[Description of the task]
Reproduce the material below word for word, leaving out the pictures.
# Excerpted data start
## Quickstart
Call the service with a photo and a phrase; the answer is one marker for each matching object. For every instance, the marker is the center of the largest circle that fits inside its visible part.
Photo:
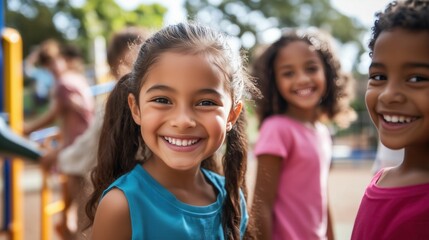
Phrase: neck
(302, 115)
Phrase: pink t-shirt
(76, 105)
(300, 209)
(395, 213)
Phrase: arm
(268, 175)
(330, 230)
(112, 219)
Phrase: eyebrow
(160, 87)
(170, 89)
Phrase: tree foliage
(39, 20)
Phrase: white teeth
(181, 142)
(397, 119)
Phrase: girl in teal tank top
(181, 103)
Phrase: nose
(183, 118)
(303, 77)
(392, 93)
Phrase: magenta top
(393, 213)
(300, 209)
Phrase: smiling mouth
(397, 119)
(181, 142)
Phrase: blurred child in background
(72, 104)
(300, 79)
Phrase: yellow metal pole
(13, 100)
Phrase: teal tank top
(157, 214)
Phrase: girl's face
(184, 110)
(397, 96)
(300, 78)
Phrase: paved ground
(348, 180)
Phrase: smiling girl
(395, 204)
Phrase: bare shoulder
(112, 219)
(397, 177)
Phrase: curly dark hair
(338, 94)
(410, 14)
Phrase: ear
(233, 115)
(134, 107)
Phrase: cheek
(371, 102)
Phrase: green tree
(249, 20)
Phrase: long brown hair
(120, 137)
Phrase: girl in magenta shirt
(396, 203)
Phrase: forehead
(189, 71)
(296, 50)
(401, 46)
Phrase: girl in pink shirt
# Excerpted data end
[Finished exercise]
## Quickstart
Call the service with a photo and a phrase; the answer is one marker for each matching object. For every instance, the marker is the center of the largest circle that fits inside its visible part.
Photo:
Phrase: neck
(302, 115)
Phrase: pink t-shirt
(76, 105)
(300, 209)
(395, 213)
Phrase: arm
(268, 175)
(330, 230)
(112, 219)
Phrase: eyebrow
(160, 87)
(170, 89)
Phrase: tree foliage
(39, 20)
Phrase: white teeth
(181, 142)
(397, 119)
Phrase: girl in teal tank top
(181, 103)
Phrase: nose
(183, 118)
(303, 77)
(392, 93)
Phrase: magenta top
(393, 213)
(300, 209)
Phrase: smiling mouth
(397, 119)
(181, 142)
Phrase: blurred child in background
(72, 104)
(300, 79)
Phrase: yellow metal pole
(13, 100)
Phrase: teal tank top
(157, 214)
Phrase: girl's face
(184, 110)
(397, 96)
(300, 78)
Phrase: paved ground
(348, 180)
Phrase: smiling girl
(395, 204)
Phrase: bare shoulder
(112, 219)
(397, 177)
Phrase: curly dark hair
(338, 94)
(410, 14)
Phrase: ear
(233, 115)
(134, 107)
Phrase: cheek
(371, 102)
Phrase: green tree
(249, 20)
Phrase: long brown hair
(120, 137)
Phrase: girl in magenta shirt
(396, 203)
Phrase: forehead
(189, 71)
(296, 50)
(401, 46)
Phrase: girl in pink shirt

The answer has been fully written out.